#### PAGE EXCERPT ####

Warren Buffett was willing to stand by Goldman Sachs Group Inc.’s side during the last economic crisis, at least for the right price. Now, he’s bailing out just as the pandemic throws the US economy onto uncertain terrain.
Berkshire Hathaway sold 84 per cent of its Goldman Sachs stock in the first quarter, marking a reversal for an investor who generally holds large stakes in the banking sector. It was one of the most notable changes in Berkshire’s more-than $180 billion portfolio in the period, as the bank underperforms the broader US market.
Buffett traces his relationship with Goldman Sachs back to a meeting with the bank’s longtime head, Sidney Weinberg, in 1940.
The billionaire investor routinely praised former Chief Executive Officer Lloyd Blankfein as he led the Wall Street firm through the last financial crisis. Then Berkshire started paring its stake during the last few months of 2019 — after David Solomon had succeeded Blankfein as CEO — and deepened that cut in the first quarter, nearly bringing the investment to an end.

#### SUPPLIED MATERIAL ####

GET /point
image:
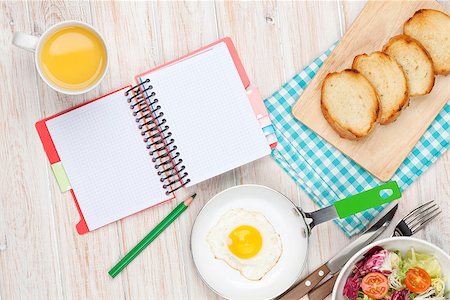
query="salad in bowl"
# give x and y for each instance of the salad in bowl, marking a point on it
(396, 273)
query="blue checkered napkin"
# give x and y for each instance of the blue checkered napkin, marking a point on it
(324, 172)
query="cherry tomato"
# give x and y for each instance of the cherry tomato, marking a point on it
(417, 280)
(375, 285)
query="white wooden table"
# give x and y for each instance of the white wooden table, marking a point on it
(41, 255)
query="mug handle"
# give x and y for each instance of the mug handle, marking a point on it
(25, 41)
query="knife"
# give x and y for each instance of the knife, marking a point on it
(334, 265)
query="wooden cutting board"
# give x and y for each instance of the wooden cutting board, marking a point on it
(382, 152)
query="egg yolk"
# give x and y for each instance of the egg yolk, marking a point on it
(245, 241)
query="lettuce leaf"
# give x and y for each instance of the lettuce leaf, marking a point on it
(427, 262)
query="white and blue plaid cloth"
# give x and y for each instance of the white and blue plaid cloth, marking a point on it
(324, 172)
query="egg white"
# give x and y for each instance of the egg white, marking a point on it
(253, 268)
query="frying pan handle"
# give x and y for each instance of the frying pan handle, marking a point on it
(377, 196)
(374, 197)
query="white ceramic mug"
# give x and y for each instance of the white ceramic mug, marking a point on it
(34, 44)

####

ABOUT THIS TASK
Continue the news piece on Berkshire Hathaway selling its Goldman Sachs stock, picking up after its final sentence.

RESULT OF THE TASK
“He has this historical relationship with Goldman, so maybe there’s some sentimental value,” said David Kass, a professor of finance at the University of Maryland’s Robert H. Smith School of Business. “But of course, Buffett’s primary concern is efficient allocation of capital.”
Buffett’s set-up is different this time around. During the 2008 crisis, Goldman Sachs tapped Berkshire to invest in preferred stock, offering a 10% annual dividend and warrants. Buffett said in 2009 that, while he had a good relationship with the bank, it was primarily the terms that attracted him. Those preferred shares are long gone. Berkshire now holds only common stock in the lender, a stake that dwindled to 1.92 million shares at the end of the first quarter, from a high of more than 18 million shares. It’s not known if or how the stake may have changed since then.